[[ Available data, beginning ]]

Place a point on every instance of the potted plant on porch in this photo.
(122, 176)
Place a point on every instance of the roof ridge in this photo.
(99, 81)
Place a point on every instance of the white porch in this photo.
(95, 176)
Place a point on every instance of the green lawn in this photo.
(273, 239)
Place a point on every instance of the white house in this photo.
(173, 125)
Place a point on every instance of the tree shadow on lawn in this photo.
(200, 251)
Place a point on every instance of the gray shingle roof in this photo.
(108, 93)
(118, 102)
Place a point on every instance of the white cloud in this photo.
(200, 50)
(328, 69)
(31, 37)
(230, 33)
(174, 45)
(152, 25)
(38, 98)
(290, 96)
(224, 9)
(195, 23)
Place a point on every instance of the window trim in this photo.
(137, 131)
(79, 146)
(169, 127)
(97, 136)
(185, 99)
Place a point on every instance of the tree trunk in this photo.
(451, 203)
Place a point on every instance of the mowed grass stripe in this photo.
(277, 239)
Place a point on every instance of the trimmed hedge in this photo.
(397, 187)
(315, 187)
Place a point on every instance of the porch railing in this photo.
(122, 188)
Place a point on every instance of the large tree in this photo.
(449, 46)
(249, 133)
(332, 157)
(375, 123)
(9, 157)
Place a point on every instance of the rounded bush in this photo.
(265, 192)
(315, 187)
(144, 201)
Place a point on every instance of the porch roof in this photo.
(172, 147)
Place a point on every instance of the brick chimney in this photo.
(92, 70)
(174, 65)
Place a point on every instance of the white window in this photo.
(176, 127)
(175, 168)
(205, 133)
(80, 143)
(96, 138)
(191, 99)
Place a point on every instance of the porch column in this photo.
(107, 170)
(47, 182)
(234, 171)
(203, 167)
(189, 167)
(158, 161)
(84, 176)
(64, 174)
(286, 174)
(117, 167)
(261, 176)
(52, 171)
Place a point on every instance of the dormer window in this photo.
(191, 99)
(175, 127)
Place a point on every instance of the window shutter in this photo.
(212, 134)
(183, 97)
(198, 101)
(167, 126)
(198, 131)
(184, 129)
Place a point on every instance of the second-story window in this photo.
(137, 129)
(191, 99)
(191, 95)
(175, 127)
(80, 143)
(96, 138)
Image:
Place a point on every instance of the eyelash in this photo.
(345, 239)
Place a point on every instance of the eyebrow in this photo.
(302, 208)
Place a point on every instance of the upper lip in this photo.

[[ Available data, end ]]

• Exercise instructions:
Would you please print every record exactly as written?

• Worked solution:
Place a point on every instance of the potted plant on porch in this photo.
(122, 176)
Place a point on every instance of the roof ridge in this photo.
(99, 81)
Place a point on every instance of the white porch in this photo.
(95, 176)
Place a point on every instance of the green lawn in this photo.
(273, 239)
Place a point on every instance of the white house in this photo.
(173, 125)
Place a point on every instance of the tree shadow on lawn in this photo.
(200, 251)
Place a point on every instance of the gray shingle roof in this photo.
(108, 93)
(118, 102)
Place a point on every instance of the white cloud in this photo.
(200, 50)
(328, 69)
(31, 37)
(230, 33)
(174, 45)
(152, 25)
(38, 98)
(290, 96)
(224, 9)
(195, 23)
Place a point on every instance of the window trim in this photo.
(137, 131)
(79, 146)
(169, 127)
(97, 136)
(185, 99)
Place a point on every instance of the tree trunk in this photo.
(451, 203)
Place a point on every instance of the mowed grass stripe in this photo.
(277, 239)
Place a point on every instance of the trimmed hedge in this photo.
(397, 187)
(315, 187)
Place a point on every instance of the porch railing in this photo.
(122, 188)
Place a point on every instance of the large tree in this photo.
(449, 46)
(249, 133)
(332, 157)
(375, 123)
(9, 157)
Place a point on every instance of the rounded bush in this photo.
(265, 192)
(315, 187)
(144, 201)
Place a point on every instance of the porch roof in this photo.
(172, 147)
Place a point on every instance of the brick chimney in this photo.
(92, 70)
(174, 65)
Place a point on every instance of the white window in this photo.
(176, 127)
(175, 168)
(205, 133)
(80, 143)
(96, 138)
(191, 99)
Place a point on every instance of the porch column in this photo.
(107, 170)
(47, 182)
(234, 171)
(203, 167)
(189, 167)
(158, 161)
(84, 176)
(64, 174)
(286, 174)
(117, 167)
(261, 176)
(52, 171)
Place a point on every instance of the dormer window in this photo.
(191, 99)
(175, 127)
Place a point on every instance of the window shutter in this photo.
(212, 134)
(183, 97)
(198, 101)
(167, 126)
(198, 131)
(184, 129)
Place a point on every instance of the second-story window in this photo.
(137, 129)
(191, 99)
(191, 95)
(175, 127)
(80, 143)
(96, 138)
Image:
Place a point on every instance of the eyelash in this photo.
(345, 239)
Place a point on every instance of the eyebrow in this photo.
(302, 208)
Place a point on every instance of the upper lip in this photo.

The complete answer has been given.